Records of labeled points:
────────
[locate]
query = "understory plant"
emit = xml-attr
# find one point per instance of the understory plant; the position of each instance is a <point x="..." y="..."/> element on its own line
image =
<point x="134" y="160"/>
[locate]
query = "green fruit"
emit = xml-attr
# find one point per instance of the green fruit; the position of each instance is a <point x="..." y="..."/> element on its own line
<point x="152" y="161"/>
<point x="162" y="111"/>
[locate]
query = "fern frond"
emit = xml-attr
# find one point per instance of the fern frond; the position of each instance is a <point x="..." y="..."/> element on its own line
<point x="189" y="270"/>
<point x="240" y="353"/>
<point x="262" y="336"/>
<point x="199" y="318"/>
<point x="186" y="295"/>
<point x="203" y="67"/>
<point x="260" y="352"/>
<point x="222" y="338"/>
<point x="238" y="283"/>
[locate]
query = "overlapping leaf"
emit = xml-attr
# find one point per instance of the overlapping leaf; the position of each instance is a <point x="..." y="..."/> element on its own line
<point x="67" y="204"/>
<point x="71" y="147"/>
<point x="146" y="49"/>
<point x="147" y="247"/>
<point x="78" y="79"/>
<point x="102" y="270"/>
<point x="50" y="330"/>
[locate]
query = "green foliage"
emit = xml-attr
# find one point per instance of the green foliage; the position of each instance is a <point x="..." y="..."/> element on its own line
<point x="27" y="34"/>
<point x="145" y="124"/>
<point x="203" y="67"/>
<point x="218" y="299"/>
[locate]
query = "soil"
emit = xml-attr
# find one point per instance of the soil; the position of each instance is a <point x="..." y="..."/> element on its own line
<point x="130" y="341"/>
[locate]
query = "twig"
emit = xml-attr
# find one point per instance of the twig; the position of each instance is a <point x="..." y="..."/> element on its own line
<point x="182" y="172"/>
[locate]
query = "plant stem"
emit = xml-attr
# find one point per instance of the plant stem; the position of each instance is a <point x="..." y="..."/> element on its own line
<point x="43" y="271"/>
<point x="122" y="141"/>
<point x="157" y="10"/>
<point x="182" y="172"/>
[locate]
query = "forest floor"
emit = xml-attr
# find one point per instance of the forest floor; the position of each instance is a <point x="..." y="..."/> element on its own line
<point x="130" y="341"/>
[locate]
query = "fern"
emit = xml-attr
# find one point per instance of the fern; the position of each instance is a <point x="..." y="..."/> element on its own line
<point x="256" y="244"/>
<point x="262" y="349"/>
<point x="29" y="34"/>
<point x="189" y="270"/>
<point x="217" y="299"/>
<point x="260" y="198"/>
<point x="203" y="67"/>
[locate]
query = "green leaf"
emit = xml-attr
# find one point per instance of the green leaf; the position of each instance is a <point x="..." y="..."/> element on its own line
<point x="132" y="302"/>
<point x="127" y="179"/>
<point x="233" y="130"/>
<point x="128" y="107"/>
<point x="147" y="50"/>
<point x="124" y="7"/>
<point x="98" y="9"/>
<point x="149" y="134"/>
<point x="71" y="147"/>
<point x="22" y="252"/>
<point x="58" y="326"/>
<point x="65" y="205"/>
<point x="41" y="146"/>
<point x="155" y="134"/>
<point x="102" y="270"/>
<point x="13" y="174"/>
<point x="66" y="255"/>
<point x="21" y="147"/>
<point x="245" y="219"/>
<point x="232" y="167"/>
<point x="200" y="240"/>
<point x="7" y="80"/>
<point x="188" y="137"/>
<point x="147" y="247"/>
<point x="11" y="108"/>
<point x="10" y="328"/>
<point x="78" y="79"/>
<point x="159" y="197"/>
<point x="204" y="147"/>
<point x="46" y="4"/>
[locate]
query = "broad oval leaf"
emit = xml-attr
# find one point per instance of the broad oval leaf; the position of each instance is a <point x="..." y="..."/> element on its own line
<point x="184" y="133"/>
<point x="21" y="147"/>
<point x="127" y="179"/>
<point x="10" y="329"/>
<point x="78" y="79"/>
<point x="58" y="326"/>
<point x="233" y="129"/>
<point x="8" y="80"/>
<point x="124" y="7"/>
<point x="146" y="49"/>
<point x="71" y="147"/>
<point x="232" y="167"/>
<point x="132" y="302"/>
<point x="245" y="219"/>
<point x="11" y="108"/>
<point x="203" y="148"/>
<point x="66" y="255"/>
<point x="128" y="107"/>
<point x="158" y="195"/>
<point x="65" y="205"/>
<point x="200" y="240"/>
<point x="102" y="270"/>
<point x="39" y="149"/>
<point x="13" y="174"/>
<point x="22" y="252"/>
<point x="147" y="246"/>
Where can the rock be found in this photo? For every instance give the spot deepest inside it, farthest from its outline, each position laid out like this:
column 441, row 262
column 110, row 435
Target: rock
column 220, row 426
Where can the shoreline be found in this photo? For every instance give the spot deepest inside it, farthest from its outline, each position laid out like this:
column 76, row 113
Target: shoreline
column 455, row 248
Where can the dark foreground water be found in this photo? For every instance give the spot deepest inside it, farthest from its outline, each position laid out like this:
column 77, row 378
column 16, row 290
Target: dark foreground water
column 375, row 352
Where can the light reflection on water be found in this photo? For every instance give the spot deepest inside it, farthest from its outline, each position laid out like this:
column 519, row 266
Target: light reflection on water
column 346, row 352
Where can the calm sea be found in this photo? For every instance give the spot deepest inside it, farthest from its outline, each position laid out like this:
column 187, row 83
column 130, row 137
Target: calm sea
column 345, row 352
────────
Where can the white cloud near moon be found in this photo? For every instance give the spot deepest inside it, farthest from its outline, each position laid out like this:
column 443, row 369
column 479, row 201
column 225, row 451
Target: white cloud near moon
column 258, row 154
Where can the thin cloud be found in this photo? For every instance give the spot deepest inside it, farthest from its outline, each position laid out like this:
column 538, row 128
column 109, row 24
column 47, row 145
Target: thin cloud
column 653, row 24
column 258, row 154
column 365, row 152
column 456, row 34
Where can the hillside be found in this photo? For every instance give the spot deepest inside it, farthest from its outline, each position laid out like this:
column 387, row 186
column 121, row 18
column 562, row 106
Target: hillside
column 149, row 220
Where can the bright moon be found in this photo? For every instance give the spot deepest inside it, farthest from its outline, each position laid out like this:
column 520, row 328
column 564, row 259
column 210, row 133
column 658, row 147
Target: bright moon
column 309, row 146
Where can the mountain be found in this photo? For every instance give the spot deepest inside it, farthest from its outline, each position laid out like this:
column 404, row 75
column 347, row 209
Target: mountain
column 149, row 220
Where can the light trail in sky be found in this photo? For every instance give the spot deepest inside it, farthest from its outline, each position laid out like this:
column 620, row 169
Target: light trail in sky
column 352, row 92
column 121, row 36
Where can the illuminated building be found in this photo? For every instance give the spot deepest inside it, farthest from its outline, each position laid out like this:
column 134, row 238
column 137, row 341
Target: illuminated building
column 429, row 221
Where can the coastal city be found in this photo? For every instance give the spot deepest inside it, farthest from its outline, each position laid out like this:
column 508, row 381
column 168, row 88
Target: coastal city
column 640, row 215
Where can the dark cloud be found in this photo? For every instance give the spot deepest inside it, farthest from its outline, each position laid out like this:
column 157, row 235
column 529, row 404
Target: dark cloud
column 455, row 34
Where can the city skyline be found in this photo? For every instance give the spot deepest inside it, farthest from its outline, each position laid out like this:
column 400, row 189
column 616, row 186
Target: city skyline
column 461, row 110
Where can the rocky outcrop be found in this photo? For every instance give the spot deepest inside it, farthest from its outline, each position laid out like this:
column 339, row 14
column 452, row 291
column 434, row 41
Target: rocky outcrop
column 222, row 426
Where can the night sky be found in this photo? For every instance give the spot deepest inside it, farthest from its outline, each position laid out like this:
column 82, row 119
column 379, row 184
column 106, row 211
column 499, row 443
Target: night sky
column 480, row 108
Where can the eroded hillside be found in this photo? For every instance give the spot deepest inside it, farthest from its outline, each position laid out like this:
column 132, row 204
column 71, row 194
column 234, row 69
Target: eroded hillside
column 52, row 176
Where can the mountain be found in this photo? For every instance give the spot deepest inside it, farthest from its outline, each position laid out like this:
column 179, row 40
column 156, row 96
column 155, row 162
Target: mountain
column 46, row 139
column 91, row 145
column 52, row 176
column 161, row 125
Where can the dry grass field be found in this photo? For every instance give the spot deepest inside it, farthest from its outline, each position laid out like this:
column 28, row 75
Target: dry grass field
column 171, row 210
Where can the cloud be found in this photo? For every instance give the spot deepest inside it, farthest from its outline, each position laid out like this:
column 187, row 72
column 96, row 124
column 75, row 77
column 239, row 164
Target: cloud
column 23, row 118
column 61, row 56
────────
** CHALLENGE **
Gather every line of the records that contains the string "oval", matching case exactly.

** SOLUTION **
query = "broad oval leaf"
# find one point per instance of the broad oval leaf; the position of each instance is a <point x="..." y="..."/> element on its own line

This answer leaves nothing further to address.